* YOUR ASSIGNMENT:
Return all of the entries exactly, with nothing added or left out.
= = = = =
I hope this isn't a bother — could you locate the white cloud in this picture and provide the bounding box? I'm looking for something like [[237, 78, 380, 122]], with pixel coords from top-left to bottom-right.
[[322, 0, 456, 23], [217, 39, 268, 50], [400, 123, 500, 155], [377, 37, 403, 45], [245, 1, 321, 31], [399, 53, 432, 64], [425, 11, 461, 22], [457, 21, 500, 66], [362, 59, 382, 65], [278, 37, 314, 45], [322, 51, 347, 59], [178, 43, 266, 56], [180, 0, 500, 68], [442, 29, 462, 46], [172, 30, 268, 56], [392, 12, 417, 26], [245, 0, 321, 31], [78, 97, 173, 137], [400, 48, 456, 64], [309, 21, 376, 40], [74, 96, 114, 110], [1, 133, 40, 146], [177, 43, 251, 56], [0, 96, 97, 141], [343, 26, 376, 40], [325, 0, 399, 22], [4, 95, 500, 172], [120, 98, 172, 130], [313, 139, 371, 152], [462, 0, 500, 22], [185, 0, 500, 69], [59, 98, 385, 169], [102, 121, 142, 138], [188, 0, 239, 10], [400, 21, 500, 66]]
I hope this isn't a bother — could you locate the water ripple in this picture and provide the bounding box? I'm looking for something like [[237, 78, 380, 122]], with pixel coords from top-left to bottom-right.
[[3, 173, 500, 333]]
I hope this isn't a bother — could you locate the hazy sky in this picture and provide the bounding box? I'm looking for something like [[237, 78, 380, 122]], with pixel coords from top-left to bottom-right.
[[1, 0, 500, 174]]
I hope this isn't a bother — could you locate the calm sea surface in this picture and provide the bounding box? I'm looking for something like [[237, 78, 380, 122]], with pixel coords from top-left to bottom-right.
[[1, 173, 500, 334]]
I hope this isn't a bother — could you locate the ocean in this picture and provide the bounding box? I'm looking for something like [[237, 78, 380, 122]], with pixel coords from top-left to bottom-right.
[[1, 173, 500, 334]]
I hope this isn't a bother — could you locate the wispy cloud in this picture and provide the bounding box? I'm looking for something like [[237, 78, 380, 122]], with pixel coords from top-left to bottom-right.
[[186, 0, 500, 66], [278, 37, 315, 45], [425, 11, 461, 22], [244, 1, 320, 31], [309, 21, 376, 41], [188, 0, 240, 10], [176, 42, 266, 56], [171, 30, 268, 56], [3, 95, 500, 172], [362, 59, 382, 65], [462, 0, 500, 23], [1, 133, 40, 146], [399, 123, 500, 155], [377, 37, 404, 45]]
= = = = =
* TASK SOLUTION:
I hope this isn't a bother — could you locate the white cloud in this picture and provide the bounding box? I'm looking for something like [[237, 78, 380, 122]], with pixel coords from top-left to bottom-right.
[[322, 0, 456, 23], [217, 39, 268, 50], [400, 123, 500, 155], [377, 37, 403, 45], [245, 1, 321, 31], [399, 53, 432, 64], [425, 11, 461, 22], [457, 21, 500, 66], [362, 59, 382, 65], [278, 37, 314, 45], [322, 51, 347, 59], [178, 43, 266, 56], [180, 0, 500, 68], [442, 29, 462, 46], [172, 30, 268, 56], [392, 12, 417, 26], [245, 0, 321, 31], [78, 97, 173, 137], [400, 48, 456, 64], [309, 21, 376, 40], [74, 96, 114, 110], [1, 133, 40, 146], [177, 43, 251, 56], [0, 96, 97, 141], [343, 26, 376, 40], [325, 0, 399, 22], [4, 95, 500, 172], [120, 98, 172, 130], [313, 139, 371, 152], [462, 0, 500, 22], [185, 0, 500, 69], [59, 98, 385, 169], [102, 121, 142, 138], [188, 0, 239, 10], [400, 21, 500, 66]]
I hope this isn't a bother — could you locate the water ripple in this picture and provide the bounding box? I'm looking for something like [[237, 78, 380, 122]], with pixel coords from top-left to bottom-right.
[[3, 173, 500, 333]]
I hope this isn't a bother — could you locate the hazy sky in this picture and provide the bounding box? I'm looking for something like [[237, 78, 380, 122]], with pixel coords from top-left to bottom-right.
[[1, 0, 500, 174]]
I hope this isn't a bother — could you locate the calm sea surface in this picture and provide the bounding box? I'm looking for something like [[237, 78, 380, 122]], with pixel coords from top-left to bottom-right.
[[1, 173, 500, 334]]
I hope this isn't a bother — could you locate the ocean in this picture and provide the bounding box? I'm looking for something like [[237, 78, 380, 122]], with pixel coords from top-left to bottom-right.
[[1, 173, 500, 334]]
I hope this isn't a bother — could you locate the wispy cloud in this picture and provide the bounding box? I'm looking for something like [[237, 78, 380, 122]], with pixel coords from top-left to bottom-right.
[[186, 0, 500, 66], [278, 37, 315, 45], [425, 11, 461, 22], [244, 1, 320, 31], [309, 21, 376, 41], [188, 0, 240, 10], [176, 42, 266, 56], [171, 30, 268, 56], [3, 95, 500, 172], [362, 59, 382, 65], [462, 0, 500, 23], [1, 133, 40, 146], [399, 123, 500, 155], [377, 37, 404, 45]]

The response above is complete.